- Short task: Give back all the data exactly, line by line.
── Listing ──
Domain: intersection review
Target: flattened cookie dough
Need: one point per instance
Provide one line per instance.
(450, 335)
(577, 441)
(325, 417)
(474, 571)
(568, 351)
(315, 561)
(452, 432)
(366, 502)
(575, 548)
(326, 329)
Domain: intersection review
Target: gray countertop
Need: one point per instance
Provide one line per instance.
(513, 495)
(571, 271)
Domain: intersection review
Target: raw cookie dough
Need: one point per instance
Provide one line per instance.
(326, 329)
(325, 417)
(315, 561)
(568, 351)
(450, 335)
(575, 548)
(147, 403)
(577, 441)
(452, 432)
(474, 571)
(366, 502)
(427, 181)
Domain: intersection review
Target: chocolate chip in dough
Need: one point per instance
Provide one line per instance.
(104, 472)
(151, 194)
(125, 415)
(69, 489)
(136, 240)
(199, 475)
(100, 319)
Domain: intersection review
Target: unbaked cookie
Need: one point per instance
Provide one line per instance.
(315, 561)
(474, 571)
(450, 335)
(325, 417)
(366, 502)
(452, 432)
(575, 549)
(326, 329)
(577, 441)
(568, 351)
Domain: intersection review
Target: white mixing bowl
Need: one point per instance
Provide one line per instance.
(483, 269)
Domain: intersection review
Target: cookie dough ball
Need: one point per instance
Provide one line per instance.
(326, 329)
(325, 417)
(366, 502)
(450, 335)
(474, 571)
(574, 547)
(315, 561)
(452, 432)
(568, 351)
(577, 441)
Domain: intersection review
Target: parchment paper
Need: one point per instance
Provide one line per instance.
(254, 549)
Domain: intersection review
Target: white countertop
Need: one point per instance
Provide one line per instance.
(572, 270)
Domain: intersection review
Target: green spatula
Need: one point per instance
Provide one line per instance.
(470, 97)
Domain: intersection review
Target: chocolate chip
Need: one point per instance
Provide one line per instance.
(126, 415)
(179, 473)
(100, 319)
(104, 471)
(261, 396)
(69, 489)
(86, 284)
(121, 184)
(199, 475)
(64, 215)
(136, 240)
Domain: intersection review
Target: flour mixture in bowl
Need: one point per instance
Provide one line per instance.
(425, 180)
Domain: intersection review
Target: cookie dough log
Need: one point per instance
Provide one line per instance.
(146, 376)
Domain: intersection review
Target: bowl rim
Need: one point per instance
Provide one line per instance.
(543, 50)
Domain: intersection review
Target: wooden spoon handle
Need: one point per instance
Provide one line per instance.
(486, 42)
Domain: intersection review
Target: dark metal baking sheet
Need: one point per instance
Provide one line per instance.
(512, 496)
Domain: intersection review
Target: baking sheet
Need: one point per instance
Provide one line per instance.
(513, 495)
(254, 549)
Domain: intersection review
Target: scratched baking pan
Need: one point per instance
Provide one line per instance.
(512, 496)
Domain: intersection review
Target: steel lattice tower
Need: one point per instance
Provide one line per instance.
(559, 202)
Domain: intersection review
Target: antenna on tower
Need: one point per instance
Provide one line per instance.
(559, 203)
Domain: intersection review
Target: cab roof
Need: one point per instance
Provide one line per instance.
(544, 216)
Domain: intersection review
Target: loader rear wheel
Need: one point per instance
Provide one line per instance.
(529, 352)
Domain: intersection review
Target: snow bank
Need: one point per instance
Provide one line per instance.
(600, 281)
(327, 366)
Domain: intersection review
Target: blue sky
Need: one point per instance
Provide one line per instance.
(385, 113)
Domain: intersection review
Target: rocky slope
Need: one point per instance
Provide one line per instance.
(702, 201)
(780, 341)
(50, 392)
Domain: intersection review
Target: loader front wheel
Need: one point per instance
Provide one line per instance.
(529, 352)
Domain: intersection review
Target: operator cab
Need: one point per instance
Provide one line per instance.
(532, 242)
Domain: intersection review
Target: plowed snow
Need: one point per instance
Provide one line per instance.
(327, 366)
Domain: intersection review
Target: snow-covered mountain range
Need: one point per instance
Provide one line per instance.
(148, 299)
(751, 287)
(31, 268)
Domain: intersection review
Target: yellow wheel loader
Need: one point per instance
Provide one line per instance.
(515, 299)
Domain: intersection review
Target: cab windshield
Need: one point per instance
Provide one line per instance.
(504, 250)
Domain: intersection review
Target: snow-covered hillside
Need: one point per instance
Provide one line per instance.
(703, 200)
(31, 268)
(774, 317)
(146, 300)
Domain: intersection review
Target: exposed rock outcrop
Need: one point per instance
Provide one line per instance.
───
- Solution to this exercise:
Domain: intersection review
Target: flattened cookie dough
Need: one point per instance
Provide one line per instance.
(450, 335)
(577, 441)
(325, 417)
(474, 571)
(568, 351)
(315, 561)
(452, 432)
(366, 502)
(575, 548)
(326, 329)
Domain: intersection review
Target: gray countertop
Need: one point per instance
Provide one line per instance.
(513, 495)
(571, 271)
Domain: intersection review
Target: raw cookie dough
Need: one point per instance
Provide one line per instance.
(326, 329)
(325, 417)
(315, 561)
(568, 351)
(450, 335)
(575, 548)
(147, 403)
(577, 441)
(452, 432)
(474, 571)
(366, 502)
(427, 181)
Domain: intersection review
Target: chocolate chip in dough
Need: one point per instance
Provide one line per instance.
(104, 472)
(151, 194)
(125, 415)
(69, 489)
(136, 240)
(199, 475)
(100, 319)
Domain: intersection review
Target: unbaked cookie
Need: one point per instance
Provide one line per instance.
(315, 561)
(474, 571)
(450, 335)
(325, 417)
(366, 502)
(452, 432)
(575, 549)
(326, 329)
(577, 441)
(568, 351)
Domain: intersection review
Target: white mixing bowl
Need: one point per instance
Provide one line per instance.
(483, 269)
Domain: intersection review
Target: cookie dough ball
Need: one point per instance
Provide one line per instance.
(326, 329)
(325, 417)
(366, 502)
(450, 335)
(474, 571)
(574, 547)
(315, 561)
(452, 432)
(568, 351)
(577, 441)
Domain: intersection review
Target: parchment paper
Need: one point per instance
Provide one line per instance.
(254, 549)
Domain: intersection review
Target: white countertop
Need: one point per instance
Provide one line per instance.
(572, 270)
Domain: intersection review
Target: green spatula
Need: one point per instance
Provide one line per instance.
(470, 97)
Domain: intersection review
Target: chocolate chip
Need: one point per instance
Provide one line per instance.
(126, 415)
(179, 473)
(100, 319)
(104, 471)
(261, 396)
(69, 489)
(86, 284)
(121, 184)
(199, 475)
(64, 215)
(136, 240)
Domain: intersection review
Target: flour mixture in bowl
Need: one point per instance
Provide one line per instance.
(425, 180)
Domain: intersection review
Target: cookie dough log
Need: one point per instance
Provide one line per instance.
(146, 376)
Domain: intersection review
Target: bowl rim
Need: one point per instance
Provide one line per instance.
(543, 50)
Domain: intersection review
Target: wooden spoon handle
Need: one point per instance
Provide one line per instance.
(486, 42)
Domain: intersection review
Target: dark metal baking sheet
Need: one point per instance
Provide one line per instance.
(512, 496)
Domain: intersection review
Target: baking sheet
Need: one point per instance
Provide one line per instance.
(513, 495)
(254, 549)
Domain: intersection review
Target: scratched baking pan
Need: one point per instance
Provide one line per instance.
(512, 496)
Domain: intersection review
Target: steel lattice tower
Need: one point per instance
Provide one line per instance.
(559, 202)
Domain: intersection review
Target: antenna on tower
Need: one point per instance
Provide one line per instance.
(559, 203)
Domain: intersection review
Target: cab roof
Need: one point per instance
Provide one line per instance.
(544, 216)
Domain: intersection review
Target: loader rear wheel
Need: one point per instance
Provide one line per instance.
(529, 352)
Domain: intersection review
Target: snow bank
Need: one point per instance
Provide one line per instance.
(600, 281)
(327, 366)
Domain: intersection review
Target: blue sky
Need: one point per instance
Provide one line per instance.
(385, 113)
Domain: intersection review
Target: rocky slope
Need: one point per instance
Provide one line per instance.
(702, 201)
(780, 341)
(50, 392)
Domain: intersection review
Target: loader front wheel
Need: one point per instance
Provide one line per instance.
(529, 352)
Domain: intersection review
Target: operator cab
Need: one point per instance
Provide one line per instance.
(532, 242)
Domain: intersection review
Target: plowed snow
Need: one point per instance
Provide one line per instance.
(327, 366)
Domain: intersection review
Target: snow-covered mountain range
Need: one point per instance
Provide one line per instance.
(148, 299)
(751, 287)
(31, 268)
Domain: intersection review
Target: yellow wheel loader
Need: one point per instance
Provide one line per instance.
(515, 299)
Domain: intersection review
Target: cab windshield
Need: one point per instance
Provide one line per instance.
(504, 250)
Domain: intersection review
Target: snow-covered hillside
Need: one point per instance
Provide one line per instance.
(703, 200)
(31, 268)
(774, 317)
(146, 300)
Domain: intersection review
Target: exposed rock outcrop
Need: one point per instance
Provide one line per instance.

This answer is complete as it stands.